Rewrite every one of the entries below with "a great help" replaced by "very helpful" wherever it occurs, changing nothing else. Omit the pictures from your version.

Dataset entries
------------------------------
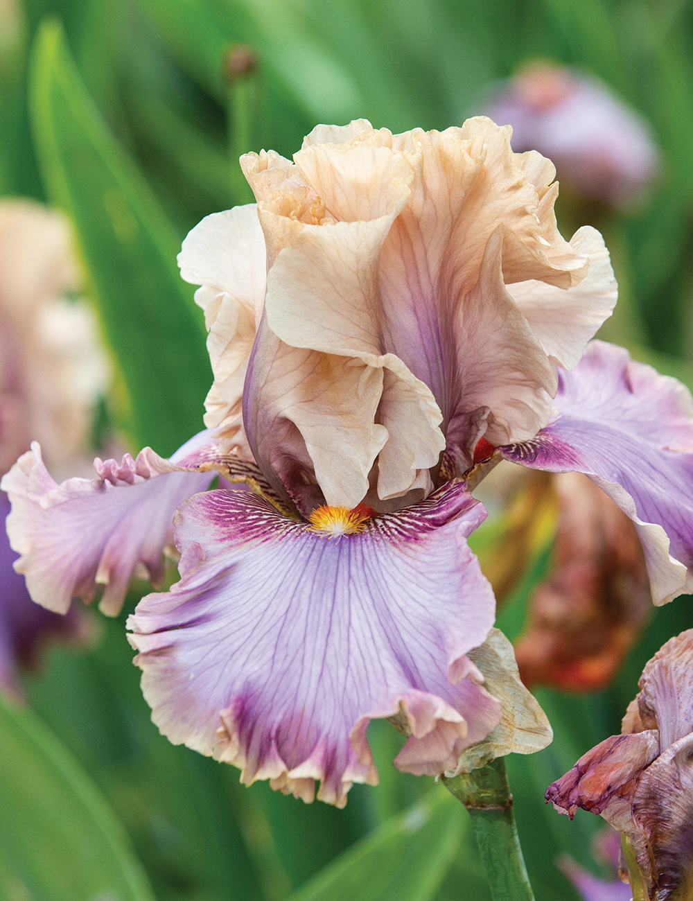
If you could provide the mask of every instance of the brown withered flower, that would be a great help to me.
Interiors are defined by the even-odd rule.
[[[621,833],[619,872],[639,901],[693,891],[693,630],[647,663],[621,735],[588,751],[546,791],[572,817],[600,814]]]
[[[580,473],[553,475],[559,520],[552,571],[535,590],[515,648],[527,686],[607,685],[652,610],[631,520]]]

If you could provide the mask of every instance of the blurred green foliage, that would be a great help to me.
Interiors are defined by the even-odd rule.
[[[204,326],[175,255],[202,216],[246,201],[242,150],[290,155],[318,122],[360,116],[393,131],[460,123],[486,85],[534,57],[594,72],[652,123],[665,171],[645,206],[617,214],[563,202],[559,214],[566,231],[575,220],[600,227],[612,249],[622,303],[605,334],[691,383],[689,3],[25,0],[0,5],[3,16],[0,194],[48,200],[72,217],[124,389],[110,415],[133,449],[169,453],[201,427],[211,382]],[[232,77],[239,44],[258,67]],[[508,602],[500,624],[509,634],[549,560],[543,551]],[[540,693],[554,742],[508,760],[537,901],[577,899],[559,853],[597,872],[598,819],[557,816],[543,804],[546,785],[618,730],[645,660],[693,624],[688,603],[656,612],[607,691]],[[264,783],[245,788],[236,770],[158,734],[123,618],[101,630],[91,651],[54,649],[26,678],[47,725],[0,708],[0,891],[13,901],[96,897],[96,871],[111,879],[99,898],[149,898],[118,818],[159,901],[488,897],[465,812],[430,780],[391,767],[401,740],[388,725],[369,729],[380,785],[354,787],[344,811]],[[29,823],[27,811],[41,819]],[[87,856],[69,860],[80,831]],[[29,895],[13,896],[8,879]]]

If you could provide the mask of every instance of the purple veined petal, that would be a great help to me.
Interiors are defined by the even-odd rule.
[[[74,596],[88,604],[101,584],[99,609],[114,616],[139,563],[160,584],[176,507],[207,488],[217,458],[209,432],[202,432],[170,460],[145,448],[120,463],[96,459],[95,478],[58,485],[34,442],[2,481],[13,507],[7,533],[21,555],[14,569],[24,575],[32,599],[66,614]],[[254,474],[251,464],[244,465]]]
[[[582,472],[635,524],[652,601],[693,593],[693,402],[674,378],[592,341],[560,370],[556,415],[536,438],[500,448],[550,472]]]
[[[181,580],[128,620],[153,721],[245,783],[309,801],[320,779],[340,806],[377,781],[371,717],[409,734],[401,769],[454,766],[501,715],[465,658],[494,618],[466,542],[484,516],[463,483],[333,539],[247,491],[184,502]]]
[[[10,512],[10,501],[0,492],[0,522]],[[24,578],[13,569],[17,559],[5,528],[0,531],[0,685],[13,695],[21,694],[17,681],[20,666],[32,666],[51,638],[79,641],[87,637],[84,611],[71,609],[67,616],[33,604]]]

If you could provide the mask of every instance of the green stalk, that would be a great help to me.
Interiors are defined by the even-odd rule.
[[[227,79],[226,118],[231,162],[232,189],[236,203],[249,204],[255,199],[238,159],[243,153],[256,150],[260,106],[258,59],[246,44],[232,47],[226,57],[224,74]]]
[[[503,758],[442,781],[470,812],[493,901],[534,901]]]

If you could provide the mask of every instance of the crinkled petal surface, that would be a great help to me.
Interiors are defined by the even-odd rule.
[[[550,472],[582,472],[635,523],[652,601],[693,592],[693,403],[688,388],[627,350],[592,341],[560,372],[556,415],[536,438],[500,449]]]
[[[370,717],[404,723],[400,769],[454,766],[500,720],[464,656],[494,617],[466,543],[484,515],[463,483],[339,539],[246,491],[185,502],[181,580],[128,621],[154,722],[244,782],[311,800],[320,779],[338,805],[377,780]]]
[[[34,442],[2,481],[12,501],[7,533],[21,555],[14,568],[23,573],[32,599],[66,614],[73,597],[89,603],[103,584],[99,609],[115,616],[138,563],[154,583],[160,580],[176,507],[216,475],[196,471],[214,448],[203,432],[170,460],[145,448],[121,463],[97,459],[96,478],[58,485]]]

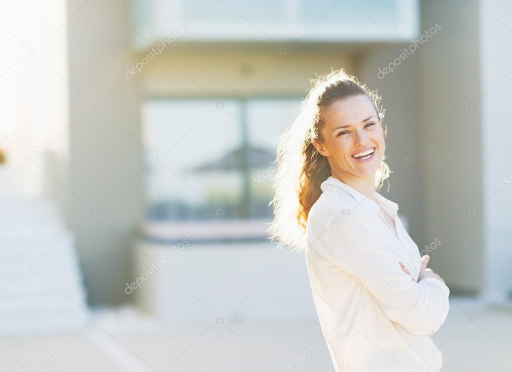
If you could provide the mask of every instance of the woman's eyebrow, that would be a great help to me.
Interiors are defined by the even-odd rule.
[[[372,115],[372,116],[370,116],[370,117],[369,117],[367,118],[366,119],[365,119],[364,120],[361,120],[361,123],[366,123],[367,121],[368,121],[368,120],[369,120],[372,118],[376,118],[376,117],[377,117],[376,116]],[[350,124],[347,124],[346,125],[337,126],[335,128],[334,128],[334,129],[332,129],[332,131],[334,132],[334,130],[337,130],[338,129],[345,129],[345,128],[348,128],[349,126],[350,126]]]

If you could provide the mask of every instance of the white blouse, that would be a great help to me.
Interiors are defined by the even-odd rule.
[[[309,212],[306,261],[322,332],[337,371],[438,372],[430,335],[444,322],[450,289],[417,280],[421,256],[396,203],[377,203],[330,177]],[[395,222],[396,233],[380,210]]]

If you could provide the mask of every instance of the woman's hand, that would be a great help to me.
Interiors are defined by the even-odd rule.
[[[426,265],[429,264],[429,261],[430,260],[430,256],[428,254],[425,254],[424,256],[421,257],[421,269],[420,270],[419,276],[418,277],[418,280],[421,280],[422,279],[424,279],[425,278],[435,278],[438,280],[441,280],[443,282],[443,284],[445,284],[444,280],[443,278],[439,276],[438,274],[434,272],[434,270],[432,269],[427,269]],[[407,270],[406,268],[405,265],[402,262],[399,262],[400,266],[402,267],[402,269],[408,274],[411,275],[411,273],[409,271]],[[412,277],[412,275],[411,276],[413,280],[414,280],[414,278]],[[414,280],[415,281],[415,280]]]

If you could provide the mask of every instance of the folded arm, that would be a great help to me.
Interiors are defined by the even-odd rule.
[[[433,278],[411,280],[393,247],[379,239],[382,230],[379,226],[366,218],[341,212],[327,228],[317,227],[327,244],[313,242],[315,249],[357,278],[390,319],[414,334],[437,331],[448,314],[448,287]]]

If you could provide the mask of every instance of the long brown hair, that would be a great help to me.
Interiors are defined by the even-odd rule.
[[[306,249],[309,211],[322,194],[321,184],[331,176],[327,158],[312,143],[313,140],[322,139],[319,129],[325,121],[323,109],[340,99],[366,96],[373,102],[385,138],[387,134],[382,122],[385,111],[380,106],[381,97],[376,90],[370,91],[343,69],[310,81],[312,87],[301,103],[298,117],[278,139],[274,162],[277,171],[273,184],[275,193],[270,203],[274,220],[268,230],[270,238],[278,240],[279,248],[288,245],[300,251]],[[390,172],[383,160],[376,175],[377,189],[380,188]]]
------------------------------
# [Answer to the exercise]
If you could provide the mask of every instance of the brown withered flower, that would be very helpful to me.
Interiors are defined by the even-odd rule.
[[[621,833],[619,872],[639,901],[693,891],[693,630],[647,663],[621,735],[588,751],[546,791],[572,817],[600,814]]]
[[[580,473],[553,475],[559,520],[552,571],[535,590],[515,648],[527,686],[607,685],[652,610],[631,520]]]

If you could provide the mask of every instance of the blurred green foliage, that would be very helpful to me.
Interiors are defined by the even-odd rule.
[[[204,326],[175,255],[202,216],[246,201],[242,150],[290,155],[318,122],[360,116],[393,131],[460,123],[486,85],[534,57],[594,72],[652,123],[665,171],[645,206],[617,214],[563,202],[559,214],[566,231],[575,220],[600,227],[612,249],[622,303],[605,334],[691,383],[689,3],[25,0],[0,5],[3,16],[0,194],[48,200],[72,217],[124,389],[110,415],[133,449],[169,453],[201,427],[211,382]],[[232,77],[239,44],[258,67]],[[508,602],[500,624],[509,634],[549,560],[543,551]],[[540,693],[554,742],[508,760],[537,901],[577,899],[559,853],[597,872],[598,819],[557,816],[543,804],[546,785],[618,730],[645,660],[693,624],[688,603],[656,612],[607,691]],[[264,783],[245,788],[236,770],[158,734],[123,618],[101,630],[91,651],[54,649],[26,678],[47,725],[0,708],[0,891],[13,901],[96,897],[96,871],[111,879],[99,898],[149,898],[118,818],[159,901],[488,897],[465,812],[430,780],[391,767],[401,740],[388,725],[369,729],[380,785],[354,787],[344,811]],[[29,823],[27,811],[41,819]],[[87,856],[69,860],[80,831]],[[29,895],[13,896],[8,879]]]

If you could provide the mask of every instance of the purple veined petal, that would be very helpful to me.
Interiors are defined by the even-odd rule.
[[[74,596],[88,604],[101,584],[99,609],[114,616],[139,563],[160,584],[176,507],[207,488],[217,458],[209,432],[202,432],[170,460],[145,448],[120,463],[96,459],[95,478],[58,485],[34,442],[2,481],[13,507],[7,533],[21,555],[14,569],[24,575],[32,599],[66,614]],[[254,474],[251,464],[244,465]]]
[[[582,472],[635,524],[652,601],[693,593],[693,402],[674,378],[592,341],[560,370],[556,415],[536,438],[500,448],[550,472]]]
[[[181,580],[128,620],[153,721],[245,783],[309,801],[320,779],[340,806],[377,781],[371,717],[409,734],[401,769],[454,766],[501,715],[465,658],[494,618],[466,542],[484,516],[463,483],[333,539],[247,491],[184,502]]]
[[[10,512],[10,501],[0,492],[0,522]],[[24,578],[13,569],[17,559],[5,528],[0,531],[0,685],[13,695],[21,694],[17,681],[20,666],[32,666],[51,638],[79,641],[87,637],[84,611],[71,609],[67,616],[33,604]]]

If you could provide the mask of every instance of the green stalk, that would be very helpful to me.
Interiors are defined by the even-odd rule.
[[[227,79],[226,118],[231,162],[232,189],[236,203],[249,204],[255,199],[238,159],[243,153],[256,150],[260,106],[258,59],[246,44],[232,47],[226,57],[224,74]]]
[[[503,758],[442,781],[470,812],[493,901],[534,901]]]

If you could provide the mask of every instance of the crinkled petal surface, that would be very helpful to me.
Interiors are defined by the even-odd rule.
[[[550,472],[582,472],[635,523],[652,601],[693,592],[693,403],[688,388],[627,350],[592,341],[560,372],[556,415],[536,438],[500,449]]]
[[[370,717],[404,723],[400,769],[454,766],[500,720],[464,656],[494,617],[466,543],[484,515],[463,483],[339,539],[246,491],[185,502],[181,580],[128,621],[154,722],[244,782],[311,800],[320,779],[338,805],[377,780]]]
[[[34,442],[2,481],[12,501],[7,533],[21,555],[14,568],[23,573],[32,599],[66,614],[73,597],[89,603],[103,584],[99,609],[115,616],[138,563],[154,583],[160,580],[176,507],[216,475],[196,471],[214,448],[203,432],[170,460],[145,448],[121,463],[97,459],[96,478],[58,485]]]

If you could provide the mask of every instance of the woman's eyebrow, that would be very helpful to me.
Interiors are defined by the even-odd rule.
[[[372,115],[372,116],[370,116],[370,117],[369,117],[367,118],[366,119],[365,119],[364,120],[361,120],[361,123],[366,123],[367,121],[368,121],[368,120],[369,120],[372,118],[376,118],[376,117],[377,117],[376,116]],[[350,124],[347,124],[346,125],[337,126],[335,128],[334,128],[334,129],[332,129],[332,131],[334,132],[334,130],[337,130],[338,129],[345,129],[345,128],[348,128],[349,126],[350,126]]]

If you could provide the mask of every instance of the white blouse, that would be very helpful to me.
Interiors are defined by the even-odd rule.
[[[309,212],[306,261],[322,332],[337,371],[438,372],[430,335],[444,322],[450,289],[417,280],[421,256],[396,203],[377,203],[330,177]],[[395,222],[396,233],[380,210]]]

If you could provide the mask of every instance of the woman's hand, that would be very helpful to me.
Interiors are defined by the even-odd rule.
[[[426,265],[429,264],[429,261],[430,260],[430,256],[428,254],[425,254],[424,256],[421,257],[421,269],[420,270],[419,276],[418,277],[418,280],[421,280],[422,279],[424,279],[425,278],[435,278],[438,280],[441,280],[443,282],[443,284],[445,284],[444,280],[443,278],[439,276],[438,274],[434,272],[434,270],[432,269],[427,269]],[[407,270],[406,268],[405,265],[402,262],[399,262],[400,266],[402,267],[402,269],[408,274],[411,275],[411,273],[409,271]],[[412,277],[412,275],[411,276],[413,280],[414,280],[414,278]],[[414,280],[415,281],[415,280]]]

If you could provide the mask of every instance of the folded arm, that would be very helpful to me.
Interiors are defined by the even-odd rule.
[[[433,278],[411,280],[393,247],[379,239],[382,230],[379,226],[366,218],[341,212],[327,228],[317,227],[327,244],[313,242],[315,249],[357,278],[390,319],[414,334],[437,331],[448,314],[448,287]]]

If you could provide the mask of every instance of the long brown hair, that would be very helpful to me.
Interiors are defined by the even-odd rule.
[[[306,249],[309,211],[322,194],[321,184],[331,176],[327,158],[312,143],[313,140],[322,139],[319,129],[325,121],[323,109],[340,99],[366,96],[373,102],[385,138],[387,134],[382,122],[385,111],[380,106],[381,97],[376,90],[370,91],[343,69],[310,81],[312,87],[301,103],[298,117],[278,139],[274,162],[277,171],[273,184],[275,193],[270,203],[274,220],[268,230],[270,238],[278,240],[279,248],[288,245],[300,251]],[[390,172],[383,160],[376,175],[377,189],[380,188]]]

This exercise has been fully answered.